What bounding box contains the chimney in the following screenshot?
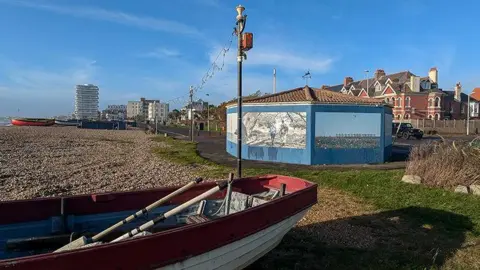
[455,82,462,102]
[375,69,385,80]
[343,77,353,86]
[428,67,438,85]
[410,75,420,92]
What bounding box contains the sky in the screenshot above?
[0,0,480,117]
[315,112,382,137]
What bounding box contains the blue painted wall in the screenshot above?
[312,104,384,164]
[226,104,392,165]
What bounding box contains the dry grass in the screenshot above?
[406,137,480,189]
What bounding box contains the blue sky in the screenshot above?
[0,0,480,116]
[315,112,382,137]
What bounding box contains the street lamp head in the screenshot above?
[236,5,245,21]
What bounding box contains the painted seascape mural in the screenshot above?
[315,112,382,149]
[242,112,307,148]
[385,114,393,146]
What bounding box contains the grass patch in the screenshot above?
[293,170,480,233]
[153,136,211,165]
[155,137,480,269]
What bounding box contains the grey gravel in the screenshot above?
[0,127,204,201]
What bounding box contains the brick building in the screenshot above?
[322,67,468,120]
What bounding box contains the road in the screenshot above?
[154,126,475,162]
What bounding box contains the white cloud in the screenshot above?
[1,59,97,98]
[140,48,182,59]
[209,42,334,73]
[195,0,220,7]
[0,0,203,38]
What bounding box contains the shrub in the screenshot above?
[406,136,480,188]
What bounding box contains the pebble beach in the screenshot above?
[0,126,202,201]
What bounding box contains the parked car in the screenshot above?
[392,123,423,140]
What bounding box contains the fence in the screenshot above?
[394,119,480,134]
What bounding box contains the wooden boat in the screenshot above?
[11,118,55,126]
[0,175,317,270]
[55,119,80,126]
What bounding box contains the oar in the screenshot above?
[54,177,203,252]
[110,181,228,243]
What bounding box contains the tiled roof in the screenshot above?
[231,86,384,105]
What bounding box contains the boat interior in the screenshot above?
[0,176,309,260]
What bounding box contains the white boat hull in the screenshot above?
[158,209,308,270]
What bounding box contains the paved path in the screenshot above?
[158,126,410,170]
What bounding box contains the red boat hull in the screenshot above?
[0,175,317,270]
[11,119,55,126]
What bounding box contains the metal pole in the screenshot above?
[190,86,195,142]
[467,95,470,135]
[236,5,245,178]
[273,68,277,94]
[153,101,158,135]
[365,70,368,96]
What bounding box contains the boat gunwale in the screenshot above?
[0,175,318,266]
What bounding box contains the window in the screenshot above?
[405,97,411,107]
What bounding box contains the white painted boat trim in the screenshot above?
[157,209,308,270]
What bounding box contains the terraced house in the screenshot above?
[322,67,468,120]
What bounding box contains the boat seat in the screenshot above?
[185,215,210,224]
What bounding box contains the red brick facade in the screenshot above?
[325,68,467,120]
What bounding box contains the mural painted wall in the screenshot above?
[315,112,382,149]
[227,113,238,142]
[242,112,307,148]
[385,114,393,146]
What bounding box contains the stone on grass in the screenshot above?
[402,174,422,185]
[470,185,480,196]
[455,185,468,194]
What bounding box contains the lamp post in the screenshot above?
[365,70,369,96]
[236,5,247,178]
[205,94,210,135]
[467,94,470,135]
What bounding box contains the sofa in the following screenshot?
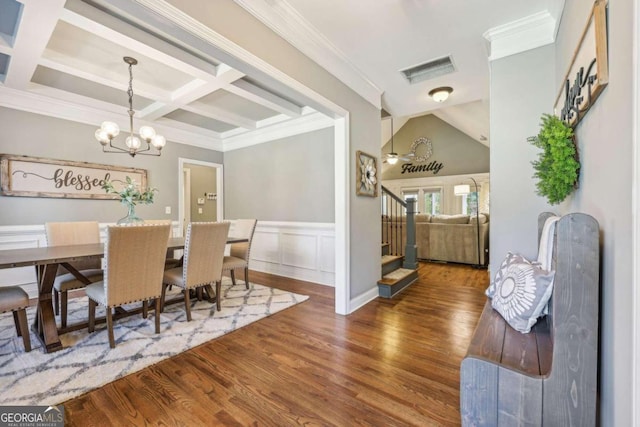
[382,213,489,265]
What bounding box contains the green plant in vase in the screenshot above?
[102,176,158,224]
[529,114,580,205]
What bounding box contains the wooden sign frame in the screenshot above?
[0,154,147,200]
[554,0,609,127]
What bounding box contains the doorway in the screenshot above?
[178,158,224,236]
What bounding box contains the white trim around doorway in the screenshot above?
[631,0,640,426]
[178,157,224,237]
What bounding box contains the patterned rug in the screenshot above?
[0,278,308,406]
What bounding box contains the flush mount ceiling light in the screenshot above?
[95,56,167,157]
[429,86,453,102]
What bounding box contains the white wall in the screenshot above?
[489,45,555,264]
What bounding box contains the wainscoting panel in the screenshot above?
[249,221,335,286]
[0,221,335,298]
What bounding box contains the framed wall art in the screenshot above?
[356,151,378,197]
[554,0,609,128]
[0,154,147,199]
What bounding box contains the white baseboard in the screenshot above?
[349,286,378,313]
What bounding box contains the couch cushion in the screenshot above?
[431,214,469,224]
[469,214,489,224]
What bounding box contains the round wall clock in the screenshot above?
[411,137,433,162]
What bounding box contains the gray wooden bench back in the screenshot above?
[460,213,600,427]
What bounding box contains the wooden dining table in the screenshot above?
[0,236,248,353]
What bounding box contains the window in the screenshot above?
[422,188,442,215]
[462,192,478,215]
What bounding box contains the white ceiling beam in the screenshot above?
[0,85,223,151]
[182,102,257,130]
[229,80,302,117]
[141,66,246,123]
[29,83,129,114]
[40,56,171,102]
[4,0,65,89]
[60,5,216,79]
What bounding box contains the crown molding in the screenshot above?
[483,9,562,61]
[0,86,223,151]
[234,0,383,108]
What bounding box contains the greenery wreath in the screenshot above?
[529,114,580,205]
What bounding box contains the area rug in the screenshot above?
[0,278,308,405]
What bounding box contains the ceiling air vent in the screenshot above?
[400,55,456,84]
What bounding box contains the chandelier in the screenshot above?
[95,56,167,157]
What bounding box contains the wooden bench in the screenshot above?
[460,213,600,427]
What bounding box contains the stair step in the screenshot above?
[380,255,404,276]
[378,268,416,286]
[381,243,391,256]
[381,255,404,265]
[378,268,418,298]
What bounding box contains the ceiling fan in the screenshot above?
[382,117,414,165]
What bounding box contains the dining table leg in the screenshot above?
[32,264,63,353]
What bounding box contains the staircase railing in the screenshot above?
[381,185,418,269]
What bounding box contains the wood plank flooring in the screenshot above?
[64,263,488,426]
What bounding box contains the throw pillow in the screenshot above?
[487,253,555,333]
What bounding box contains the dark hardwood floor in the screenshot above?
[64,263,488,426]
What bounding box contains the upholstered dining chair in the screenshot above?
[162,222,230,321]
[222,219,258,289]
[0,286,31,352]
[144,219,182,270]
[86,224,170,348]
[45,221,103,328]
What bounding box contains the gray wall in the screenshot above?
[554,0,639,426]
[184,163,218,221]
[491,0,637,426]
[169,0,381,299]
[489,45,556,264]
[0,107,223,225]
[382,114,489,180]
[224,128,335,222]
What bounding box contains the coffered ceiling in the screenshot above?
[0,0,564,151]
[0,0,324,151]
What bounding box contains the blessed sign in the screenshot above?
[0,154,147,199]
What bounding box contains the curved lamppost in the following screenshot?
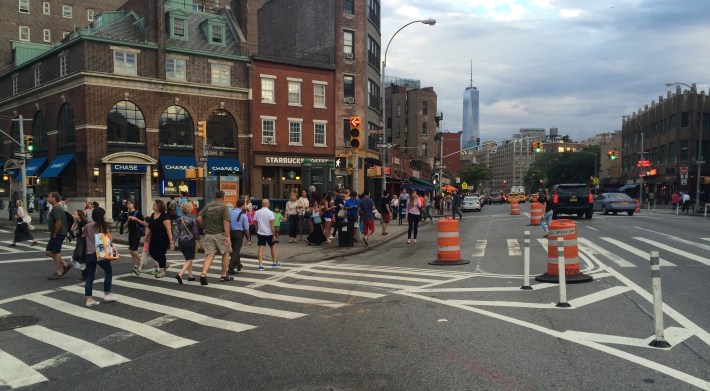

● TASK GOAL
Update the material above by replacing each occurrence of "screenshot" with "image", keeping all else the same and leaving out the pictures.

● CORRECT RESULT
What bounding box contains the chimney in the following image?
[455,82,462,102]
[375,69,385,80]
[343,77,353,86]
[428,67,438,85]
[410,75,420,92]
What bounding box contains the sky in the image above?
[0,0,480,117]
[315,112,382,137]
What bounding box contains the blue painted wall in the image above?
[312,104,384,164]
[226,104,392,165]
What bounding box contains the dry grass in the image above?
[406,137,480,189]
What bounding box contains the blue sky in the image above?
[0,0,480,116]
[315,112,382,137]
What bounding box contains the street lamp head in the image above?
[236,5,245,21]
What bounding box contains the painted seascape mural in the image above?
[315,112,382,149]
[242,112,307,148]
[385,114,393,146]
What bounding box contains the grass patch in the image above?
[293,170,480,233]
[153,136,211,165]
[155,137,480,269]
What bounding box contains the grey gravel in the image above?
[0,127,204,201]
What bounding box contains the brick building in the image above?
[322,67,468,120]
What bounding box contains the road in the image above?
[154,126,475,162]
What bounding box contains the white cloud in the image above?
[1,59,97,98]
[140,48,182,59]
[209,42,334,73]
[195,0,220,7]
[0,0,203,38]
What bounding box contains the shrub in the image above?
[406,136,480,188]
What bounding box contains the pebble beach in the image above?
[0,126,202,201]
What bounding box contains the parked car in the image above?
[392,123,423,140]
What bounding box contains the fence in the image above?
[394,119,480,134]
What bounding box contains the wooden boat in the image above?
[11,118,55,126]
[0,175,317,270]
[55,119,80,126]
What bounding box contains the oar in the image above?
[54,177,203,252]
[110,181,228,243]
What bounding box contains the tiled roof in the image above?
[231,86,384,105]
What bounding box contains the boat interior in the image above?
[0,176,309,260]
What bounding box contains the white boat hull in the image above?
[158,209,308,270]
What bounding box contains the paved path in the image above?
[158,126,410,170]
What bounding box contains the red boat hull in the image above?
[0,175,317,270]
[11,119,55,126]
What bounding box contains the metal pole in the image above?
[190,86,195,142]
[467,95,470,135]
[236,5,245,178]
[273,68,277,94]
[153,101,158,135]
[365,70,368,96]
What bounding box contains the boat gunwale in the image above?
[0,175,318,266]
What bounding box contains the window in the image above?
[405,97,411,107]
What bounding box contains the white painted boat trim in the image above?
[157,209,308,270]
What bounding box contains the terraced house in the image above?
[322,67,468,120]
What bounding box contains the boat seat in the image above?
[185,215,210,224]
What bounding box contains the red brick facade in the image above?
[325,68,467,120]
What bounding box contains the mural painted wall in the image above?
[315,112,382,149]
[227,113,238,142]
[242,112,307,148]
[385,114,393,146]
What bounding box contains the stone on grass in the image above?
[402,174,422,185]
[470,185,480,196]
[455,185,468,194]
What bounding box contains the lamp post in the image above?
[365,70,369,96]
[236,5,247,178]
[205,94,210,135]
[467,94,470,135]
What bounding box contains the sofa in the following image?
[382,213,489,265]
What bounding box contains the green plant in vase in the image above?
[102,176,158,224]
[529,114,580,205]
What bounding box contains the wooden sign frame in the image above?
[0,154,147,200]
[554,0,609,127]
What bounding box contains the doorway in the image above?
[178,158,224,236]
What bounding box contains the white trim around doorway in the image above?
[631,0,640,426]
[178,157,224,237]
What bounding box contains the patterned rug in the image above?
[0,278,308,406]
What bounding box contains the flush mount ceiling light in the image above?
[95,56,167,157]
[429,86,453,102]
What bounding box contains the white wall in the image above?
[489,45,555,264]
What bounding box contains the wainscoting panel in the image above?
[249,221,335,286]
[0,221,335,298]
What bounding box contains the framed wall art in the image above?
[356,151,378,197]
[554,0,609,128]
[0,154,147,199]
What bounding box contains the white baseboard in the image above?
[349,286,378,313]
What bounding box contains the couch cushion in the image above?
[431,214,469,224]
[469,214,489,224]
What bounding box contains the round wall clock in the image above?
[411,137,433,162]
What bounding box contains the gray wooden bench back in the image above?
[460,213,600,427]
What bounding box contains the wooden dining table in the image above?
[0,236,248,353]
What bounding box contains the window in the image above?
[422,188,442,215]
[462,192,478,215]
What bounding box contains the white ceiling beam in the image above?
[0,85,223,151]
[182,102,257,130]
[229,80,302,117]
[141,66,246,123]
[29,83,129,114]
[40,56,171,102]
[4,0,65,89]
[60,5,216,79]
What bounding box contains the crown molding in the image above?
[483,9,562,61]
[0,86,223,151]
[234,0,383,108]
What bounding box contains the greenery wreath in the image above?
[529,114,580,205]
What bounding box contains the area rug in the image above?
[0,278,308,405]
What bounding box contains the ceiling air vent in the image above?
[400,55,456,84]
What bounding box contains the chandelier in the image above?
[95,56,167,157]
What bounding box contains the wooden bench in the image above?
[460,213,600,427]
What bounding box contains the stair step in the image above?
[380,255,404,276]
[378,268,416,286]
[381,243,391,256]
[381,255,404,265]
[378,268,418,298]
What bounding box contains the ceiling fan in the image above?
[382,117,414,165]
What bounding box contains the dining table leg in the image above?
[32,264,63,353]
What bounding box contains the staircase railing in the image above?
[381,185,418,269]
What bounding box contains the wood plank flooring in the image above?
[64,263,488,426]
What bounding box contains the throw pillow in the image above?
[487,253,555,333]
What bounding box contains the dark hardwood floor in the image above?
[64,263,488,426]
What bounding box contains the upholstered dining chair in the image above?
[162,222,230,321]
[222,219,258,289]
[0,286,31,352]
[144,219,182,270]
[86,224,170,348]
[45,221,103,328]
What bounding box contains the gray wall in the image above?
[554,0,639,426]
[184,163,218,221]
[491,0,637,426]
[169,0,381,299]
[489,45,556,264]
[0,107,223,225]
[382,114,489,180]
[224,128,335,222]
What bounding box contains the coffered ceiling in the image above?
[0,0,564,151]
[0,0,324,151]
What bounding box contains the blessed sign in the image above?
[0,154,147,199]
What bounding box contains the curved lamppost in the following image?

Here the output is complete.